**** Trecho selecionado ****
O critério da satisfação moral é, deste modo, decisivo no julgamento que fazemos sobre a "normalidade" ou "anormalidade" das organizações psíquicas, bem como sobre o sucesso ou insucesso do processo psicanalítico. Qualquer outro critério pretensamente fundado em argumentos racionais independentes de práticas culturais específicas pressupõe, sem tornar claro, o acordo em torno de crenças éticas compartilhadas na linguagem ordinária. É o adeus prosaico, wittgensteiniano, dado por Rorty à metafísica da falta, do desejo ou do verdadeiro sujeito, contida em tantas versões da psicanálise.
A meu ver, sua interpretação neopragmática do sujeito restitui a força original do pensamento freudiano. Ou seja, primeiro a escuta solidária das existências individuais em conflito com os vocabulários morais dominantes; depois as metapsicologias.
Estas serão sempre benvindas, desde que não pretendam aposentar precocemente vidas e desejos em "pequenas nosologias" e "pequenas teorias". Fazendo filosofia, Rorty fez o que de melhor pode ser feito em psicanálise: entender Freud. É um autor de gênio, comprometido com o humanamente digno. Pode haver maior elogio?
****
→ **Enunciado da atividade**:
Reproduza, sem alterações, a passagem do texto sobre Rorty e a psicanálise que vai de "Estas serão sempre" até "haver maior elogio?".
**** Linhas de dados ****
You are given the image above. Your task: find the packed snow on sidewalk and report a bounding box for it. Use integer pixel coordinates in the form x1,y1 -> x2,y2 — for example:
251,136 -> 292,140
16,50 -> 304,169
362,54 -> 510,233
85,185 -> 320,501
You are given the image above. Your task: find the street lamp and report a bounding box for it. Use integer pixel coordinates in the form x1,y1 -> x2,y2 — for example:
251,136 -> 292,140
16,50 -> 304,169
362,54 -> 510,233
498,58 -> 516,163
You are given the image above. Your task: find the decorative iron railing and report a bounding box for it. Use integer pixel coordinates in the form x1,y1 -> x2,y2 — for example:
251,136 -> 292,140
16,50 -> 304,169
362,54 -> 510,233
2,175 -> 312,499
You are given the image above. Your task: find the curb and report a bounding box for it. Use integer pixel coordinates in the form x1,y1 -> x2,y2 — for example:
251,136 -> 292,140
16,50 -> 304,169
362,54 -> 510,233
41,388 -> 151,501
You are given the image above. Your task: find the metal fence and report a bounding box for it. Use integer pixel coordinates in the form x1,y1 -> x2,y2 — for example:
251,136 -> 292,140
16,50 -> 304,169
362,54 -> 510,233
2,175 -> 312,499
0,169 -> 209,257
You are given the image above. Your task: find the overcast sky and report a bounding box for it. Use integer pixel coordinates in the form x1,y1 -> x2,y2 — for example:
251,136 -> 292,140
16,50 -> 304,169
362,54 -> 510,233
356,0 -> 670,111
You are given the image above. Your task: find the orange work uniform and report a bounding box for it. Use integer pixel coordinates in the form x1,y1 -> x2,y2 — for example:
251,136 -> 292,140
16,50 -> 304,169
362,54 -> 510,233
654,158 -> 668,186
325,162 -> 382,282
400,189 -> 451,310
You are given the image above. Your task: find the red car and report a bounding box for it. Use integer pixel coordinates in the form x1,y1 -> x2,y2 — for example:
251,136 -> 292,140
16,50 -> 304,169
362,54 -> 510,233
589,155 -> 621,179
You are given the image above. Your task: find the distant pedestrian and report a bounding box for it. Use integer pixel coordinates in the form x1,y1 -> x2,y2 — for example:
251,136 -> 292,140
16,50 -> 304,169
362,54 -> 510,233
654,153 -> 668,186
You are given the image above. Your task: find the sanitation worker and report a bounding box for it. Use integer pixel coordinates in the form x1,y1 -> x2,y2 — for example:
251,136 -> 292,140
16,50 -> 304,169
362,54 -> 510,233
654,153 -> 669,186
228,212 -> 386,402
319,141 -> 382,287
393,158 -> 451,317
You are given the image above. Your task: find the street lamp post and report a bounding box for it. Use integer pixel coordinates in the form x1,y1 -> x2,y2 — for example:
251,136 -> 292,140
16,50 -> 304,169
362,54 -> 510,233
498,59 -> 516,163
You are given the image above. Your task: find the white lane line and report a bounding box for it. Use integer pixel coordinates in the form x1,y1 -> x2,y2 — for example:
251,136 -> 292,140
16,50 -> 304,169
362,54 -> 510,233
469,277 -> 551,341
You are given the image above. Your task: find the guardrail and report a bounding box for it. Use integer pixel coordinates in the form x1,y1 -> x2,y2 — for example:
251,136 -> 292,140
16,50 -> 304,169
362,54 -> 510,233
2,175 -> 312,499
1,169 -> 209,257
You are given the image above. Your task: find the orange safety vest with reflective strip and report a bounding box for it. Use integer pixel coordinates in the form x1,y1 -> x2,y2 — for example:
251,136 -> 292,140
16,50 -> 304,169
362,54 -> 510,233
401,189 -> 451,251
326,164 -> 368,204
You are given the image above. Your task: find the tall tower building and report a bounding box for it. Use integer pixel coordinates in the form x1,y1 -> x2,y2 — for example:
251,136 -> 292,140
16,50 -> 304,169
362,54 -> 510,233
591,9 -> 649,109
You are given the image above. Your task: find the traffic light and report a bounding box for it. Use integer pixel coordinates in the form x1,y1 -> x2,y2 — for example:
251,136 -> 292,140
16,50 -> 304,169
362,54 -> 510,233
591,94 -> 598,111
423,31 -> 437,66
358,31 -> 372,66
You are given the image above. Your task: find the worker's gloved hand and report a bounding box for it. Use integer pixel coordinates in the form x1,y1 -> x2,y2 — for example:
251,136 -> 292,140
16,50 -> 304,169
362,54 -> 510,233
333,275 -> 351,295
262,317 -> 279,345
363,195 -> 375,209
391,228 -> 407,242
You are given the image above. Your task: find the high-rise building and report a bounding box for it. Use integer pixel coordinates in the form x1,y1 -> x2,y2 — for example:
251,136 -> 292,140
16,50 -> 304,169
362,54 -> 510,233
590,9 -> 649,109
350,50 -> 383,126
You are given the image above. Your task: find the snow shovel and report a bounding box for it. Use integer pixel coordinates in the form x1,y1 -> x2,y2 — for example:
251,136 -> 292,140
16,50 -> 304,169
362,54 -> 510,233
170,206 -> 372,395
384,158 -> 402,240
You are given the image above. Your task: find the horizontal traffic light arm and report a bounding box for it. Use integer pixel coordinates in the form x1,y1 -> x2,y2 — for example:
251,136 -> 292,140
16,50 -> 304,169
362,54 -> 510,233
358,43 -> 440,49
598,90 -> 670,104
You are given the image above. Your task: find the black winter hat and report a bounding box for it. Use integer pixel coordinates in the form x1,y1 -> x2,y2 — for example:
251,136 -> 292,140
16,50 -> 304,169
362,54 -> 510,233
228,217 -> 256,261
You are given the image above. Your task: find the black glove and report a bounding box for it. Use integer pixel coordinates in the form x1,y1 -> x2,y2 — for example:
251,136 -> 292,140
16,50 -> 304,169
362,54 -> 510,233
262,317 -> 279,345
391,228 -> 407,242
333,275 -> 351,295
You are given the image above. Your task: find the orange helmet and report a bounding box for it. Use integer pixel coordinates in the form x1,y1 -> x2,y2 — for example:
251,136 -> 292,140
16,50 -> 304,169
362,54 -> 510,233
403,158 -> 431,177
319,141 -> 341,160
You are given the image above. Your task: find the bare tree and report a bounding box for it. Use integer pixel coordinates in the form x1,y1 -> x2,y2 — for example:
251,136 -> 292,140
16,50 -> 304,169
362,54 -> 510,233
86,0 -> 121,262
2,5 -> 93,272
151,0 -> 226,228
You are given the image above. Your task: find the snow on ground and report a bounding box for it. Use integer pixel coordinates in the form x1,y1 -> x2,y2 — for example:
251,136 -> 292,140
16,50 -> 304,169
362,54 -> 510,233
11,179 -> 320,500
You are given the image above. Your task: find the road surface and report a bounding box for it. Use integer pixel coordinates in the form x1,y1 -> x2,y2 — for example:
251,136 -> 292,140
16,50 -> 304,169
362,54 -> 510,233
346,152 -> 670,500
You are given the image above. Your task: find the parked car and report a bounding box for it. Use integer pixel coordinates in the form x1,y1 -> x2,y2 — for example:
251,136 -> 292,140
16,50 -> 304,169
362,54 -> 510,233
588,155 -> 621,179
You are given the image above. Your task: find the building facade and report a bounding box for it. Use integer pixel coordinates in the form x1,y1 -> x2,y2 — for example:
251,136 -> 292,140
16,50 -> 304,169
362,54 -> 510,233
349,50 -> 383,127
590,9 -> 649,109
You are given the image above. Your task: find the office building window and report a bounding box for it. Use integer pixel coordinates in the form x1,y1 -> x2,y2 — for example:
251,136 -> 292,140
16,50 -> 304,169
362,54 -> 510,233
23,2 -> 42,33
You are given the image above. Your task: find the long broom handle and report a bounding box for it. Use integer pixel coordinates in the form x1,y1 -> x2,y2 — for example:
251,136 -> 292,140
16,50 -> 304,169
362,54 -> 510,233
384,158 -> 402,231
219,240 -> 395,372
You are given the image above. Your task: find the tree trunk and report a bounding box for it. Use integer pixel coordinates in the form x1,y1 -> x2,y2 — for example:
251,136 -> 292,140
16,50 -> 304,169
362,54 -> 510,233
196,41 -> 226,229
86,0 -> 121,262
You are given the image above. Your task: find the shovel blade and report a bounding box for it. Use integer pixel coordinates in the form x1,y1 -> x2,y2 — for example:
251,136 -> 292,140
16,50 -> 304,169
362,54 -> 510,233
****
→ **Resultado da atividade**:
Estas serão sempre benvindas, desde que não pretendam aposentar precocemente vidas e desejos em "pequenas nosologias" e "pequenas teorias". Fazendo filosofia, Rorty fez o que de melhor pode ser feito em psicanálise: entender Freud. É um autor de gênio, comprometido com o humanamente digno. Pode haver maior elogio?